> **WORK TASK 1**:
Answer these questions about the forum thread on the Rena Filstar XP3 filter:
(a) What flow rate does zippa say the Rena Filstar XP3 runs?
(b) How many XP3 filters will therizman1 be running after next week?
(c) What does Ex0dus recommend getting for water movement?
> **WORK TASK 2**: Set down a passage from the Rena Filstar XP3 forum thread exactly as it appears. Begin at the words "thing is my" and stop after "(Jan 6, 2006)".

> **DOCUMENT SEGMENT**:
»»
# Rena Filstar XP3 filter



## zippa (Apr 29, 2005)

Currently I have a fluval 404 and a jebo odyssea 4 on my 100 gal tank....I am thinking of replacing them both with one unit that will filter as much gph as the 2 I currently have...Rena filstar xp3 says it runs 350 gph....anyone use these and if so what are your thoughts??Here is a link to the one I am looking at.... http://www.aquariumguys.com/filstarxp3.html Thx...


----------



## mashunter18 (Jan 2, 2004)

Output is good, but your gonna have less then half the media space you do know. Xp3 holds less them media then either one of those filters.....


----------



## zippa (Apr 29, 2005)

thing is my odyssea is leaking at the main seal and the valve and im not sure how old the fluval is so rather than end up buying 2 id like to just find one canister with high output that will serve the same purpose as 2...what would you suggest?


----------



## therizman1 (Jan 6, 2006)

Personally I love XP3's... after next week, I will be running 5 of them and will be having 0 problems with any of them and wont have any complaints besides my turtles making too big of a mess and theirs needing to be cleaned almost weekly... not really the filters fault, if anything it is doing too good of a job cleaning their tank.


----------



## Ex0dus (Jun 29, 2005)

Zippa,
Keep in mind that high gph does not equate to be a better filter (better biological filtration). I much prefer fluval to rena ( i hate hate HATE renas "plumbing") better yet tho is eheim. <--- very efficent filters very very low gph. So again, gph doesnt mean squat. If you want water movement get a powerhead. The only reason I like the higher gph fluvals vs the lower gph eheims is they tend to be much better at mechanical filtration. To compensate you can get a cheap powerfilter which is excellent with mechanical filtration.


----------



## zippa (Apr 29, 2005)
««
Dataset records:
»»
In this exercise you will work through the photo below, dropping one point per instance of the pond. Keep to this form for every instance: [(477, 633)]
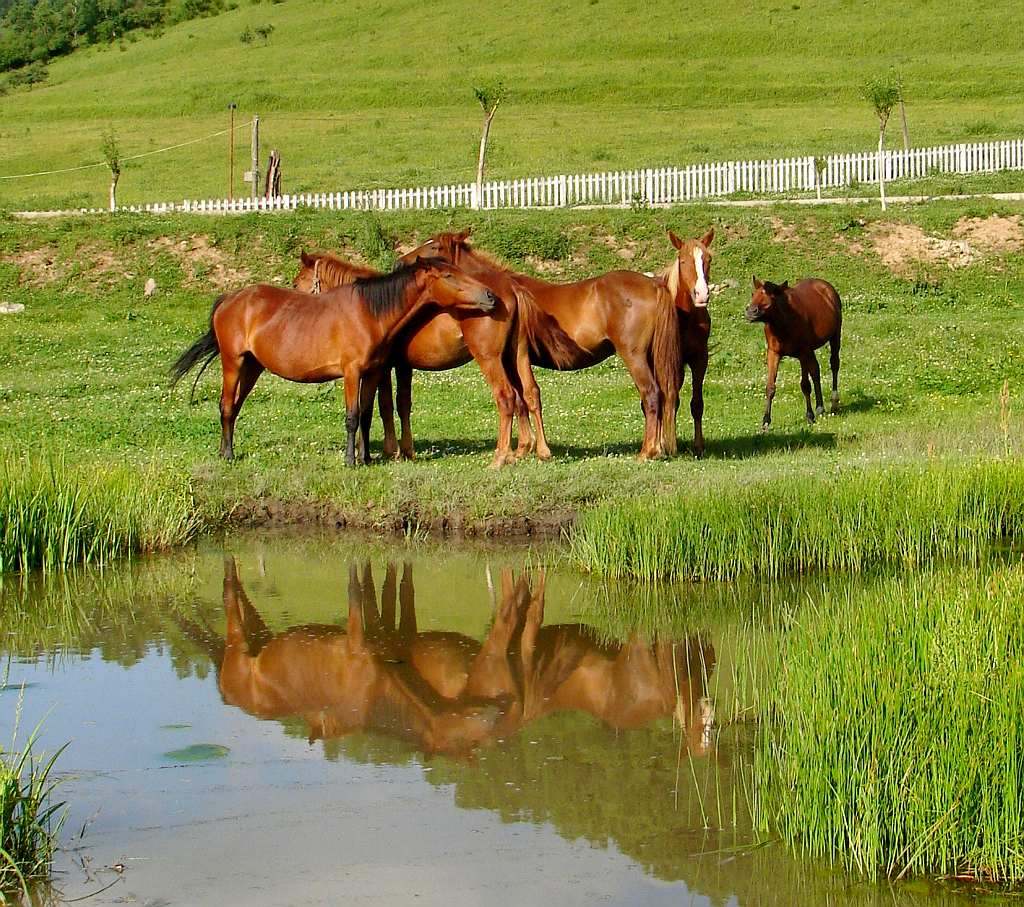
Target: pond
[(280, 720)]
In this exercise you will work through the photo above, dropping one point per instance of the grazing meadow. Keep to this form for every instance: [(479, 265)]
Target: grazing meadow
[(382, 93)]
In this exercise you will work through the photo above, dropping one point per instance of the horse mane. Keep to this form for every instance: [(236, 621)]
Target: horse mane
[(335, 271), (386, 293), (544, 334)]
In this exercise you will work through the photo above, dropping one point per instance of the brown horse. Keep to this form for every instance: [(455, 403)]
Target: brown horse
[(574, 326), (442, 691), (344, 334), (688, 282), (798, 320), (438, 344)]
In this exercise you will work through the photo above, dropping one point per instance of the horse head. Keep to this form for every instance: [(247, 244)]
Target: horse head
[(688, 276), (451, 288)]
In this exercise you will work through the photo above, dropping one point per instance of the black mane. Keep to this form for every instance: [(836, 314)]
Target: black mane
[(386, 293)]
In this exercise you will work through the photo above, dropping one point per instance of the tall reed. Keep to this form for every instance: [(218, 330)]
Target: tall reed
[(895, 740), (30, 817), (854, 520), (53, 515)]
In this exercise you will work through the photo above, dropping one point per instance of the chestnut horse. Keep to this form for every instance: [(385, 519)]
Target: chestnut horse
[(443, 691), (574, 326), (343, 334), (798, 320), (443, 342), (688, 283)]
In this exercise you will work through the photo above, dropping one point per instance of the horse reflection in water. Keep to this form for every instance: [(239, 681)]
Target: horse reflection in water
[(445, 692)]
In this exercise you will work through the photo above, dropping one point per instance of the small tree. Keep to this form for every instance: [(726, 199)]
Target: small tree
[(883, 94), (112, 155), (489, 95)]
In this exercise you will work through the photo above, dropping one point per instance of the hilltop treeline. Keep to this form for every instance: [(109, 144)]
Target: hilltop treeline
[(33, 32)]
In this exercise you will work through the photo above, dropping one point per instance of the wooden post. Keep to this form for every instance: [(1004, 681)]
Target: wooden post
[(230, 152), (255, 158)]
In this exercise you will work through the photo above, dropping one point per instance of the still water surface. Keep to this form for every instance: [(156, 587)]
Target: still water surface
[(293, 721)]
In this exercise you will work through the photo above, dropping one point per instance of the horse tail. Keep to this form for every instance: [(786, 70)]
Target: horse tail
[(543, 332), (667, 356), (205, 350)]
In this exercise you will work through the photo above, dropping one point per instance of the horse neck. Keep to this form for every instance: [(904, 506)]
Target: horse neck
[(781, 314), (392, 322), (682, 298)]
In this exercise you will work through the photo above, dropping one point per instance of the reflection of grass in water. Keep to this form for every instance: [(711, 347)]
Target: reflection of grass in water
[(856, 520), (889, 710), (30, 819), (54, 515), (114, 609)]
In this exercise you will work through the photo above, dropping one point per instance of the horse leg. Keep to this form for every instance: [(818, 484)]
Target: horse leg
[(650, 403), (368, 387), (834, 362), (385, 405), (352, 380), (403, 375), (773, 359), (698, 370), (240, 375), (805, 386), (494, 373), (815, 373), (531, 396)]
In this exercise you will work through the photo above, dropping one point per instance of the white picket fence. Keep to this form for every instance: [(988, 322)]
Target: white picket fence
[(666, 185)]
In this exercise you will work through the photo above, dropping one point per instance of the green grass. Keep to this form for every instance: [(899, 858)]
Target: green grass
[(927, 352), (382, 94), (53, 516), (894, 741), (30, 818), (849, 520)]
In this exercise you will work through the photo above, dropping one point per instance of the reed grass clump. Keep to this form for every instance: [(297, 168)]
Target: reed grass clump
[(854, 520), (895, 740), (53, 515), (30, 817)]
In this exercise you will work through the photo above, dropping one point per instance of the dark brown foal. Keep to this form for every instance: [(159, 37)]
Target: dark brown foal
[(798, 320)]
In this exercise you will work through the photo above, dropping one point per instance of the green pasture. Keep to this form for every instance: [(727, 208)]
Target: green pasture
[(373, 93), (928, 351)]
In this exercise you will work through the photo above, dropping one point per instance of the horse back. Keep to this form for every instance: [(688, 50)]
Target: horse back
[(817, 302)]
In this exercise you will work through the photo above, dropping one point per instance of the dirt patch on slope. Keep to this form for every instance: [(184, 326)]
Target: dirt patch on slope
[(994, 233), (39, 266), (903, 248), (203, 262)]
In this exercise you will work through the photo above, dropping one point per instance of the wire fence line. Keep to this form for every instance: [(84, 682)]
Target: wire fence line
[(658, 186)]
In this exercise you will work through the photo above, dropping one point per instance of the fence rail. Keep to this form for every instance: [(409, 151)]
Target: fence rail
[(667, 185)]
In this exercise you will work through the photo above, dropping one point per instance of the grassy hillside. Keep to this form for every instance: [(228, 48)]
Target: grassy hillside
[(369, 93), (927, 348)]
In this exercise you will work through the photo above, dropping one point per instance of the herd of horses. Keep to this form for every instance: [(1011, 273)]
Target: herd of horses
[(444, 692), (446, 302)]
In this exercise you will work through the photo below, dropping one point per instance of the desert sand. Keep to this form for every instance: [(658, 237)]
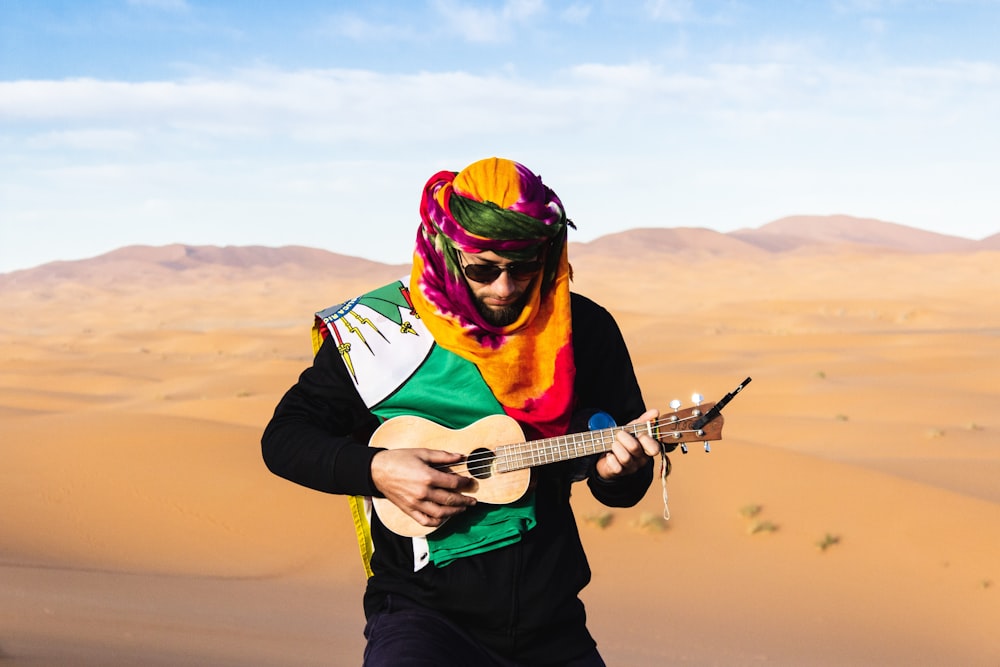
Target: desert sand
[(849, 516)]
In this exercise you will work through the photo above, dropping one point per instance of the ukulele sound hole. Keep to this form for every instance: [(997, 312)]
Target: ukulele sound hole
[(480, 463)]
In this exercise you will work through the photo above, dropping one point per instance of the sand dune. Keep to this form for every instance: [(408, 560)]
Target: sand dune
[(850, 515)]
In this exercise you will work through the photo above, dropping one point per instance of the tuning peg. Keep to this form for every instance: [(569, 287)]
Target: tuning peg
[(674, 405)]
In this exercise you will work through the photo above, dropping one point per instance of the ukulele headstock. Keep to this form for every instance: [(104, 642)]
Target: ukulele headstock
[(698, 423)]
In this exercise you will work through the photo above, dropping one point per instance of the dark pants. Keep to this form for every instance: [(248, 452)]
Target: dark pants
[(407, 635)]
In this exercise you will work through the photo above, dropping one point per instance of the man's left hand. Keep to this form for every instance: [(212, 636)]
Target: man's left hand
[(629, 453)]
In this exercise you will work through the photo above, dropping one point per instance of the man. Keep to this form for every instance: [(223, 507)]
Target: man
[(486, 325)]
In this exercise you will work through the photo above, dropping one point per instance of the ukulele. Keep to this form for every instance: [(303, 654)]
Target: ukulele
[(497, 457)]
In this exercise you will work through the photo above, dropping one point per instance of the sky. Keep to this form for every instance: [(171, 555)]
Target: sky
[(208, 122)]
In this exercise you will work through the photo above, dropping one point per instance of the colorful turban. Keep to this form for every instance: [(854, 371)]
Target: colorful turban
[(500, 206)]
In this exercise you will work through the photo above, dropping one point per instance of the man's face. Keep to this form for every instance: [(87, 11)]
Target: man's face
[(501, 300)]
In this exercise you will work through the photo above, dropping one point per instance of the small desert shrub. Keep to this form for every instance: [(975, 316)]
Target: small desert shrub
[(764, 526), (828, 541), (600, 519)]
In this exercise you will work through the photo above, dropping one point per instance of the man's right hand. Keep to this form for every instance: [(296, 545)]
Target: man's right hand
[(408, 478)]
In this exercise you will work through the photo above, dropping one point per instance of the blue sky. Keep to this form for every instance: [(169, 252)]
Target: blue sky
[(316, 123)]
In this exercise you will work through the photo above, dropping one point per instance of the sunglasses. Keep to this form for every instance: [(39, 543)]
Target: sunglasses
««
> **RESPONSE 1**:
(a) 350 gph
(b) Five
(c) A powerhead

> **RESPONSE 2**:
thing is my odyssea is leaking at the main seal and the valve and im not sure how old the fluval is so rather than end up buying 2 id like to just find one canister with high output that will serve the same purpose as 2...what would you suggest?


----------



## therizman1 (Jan 6, 2006)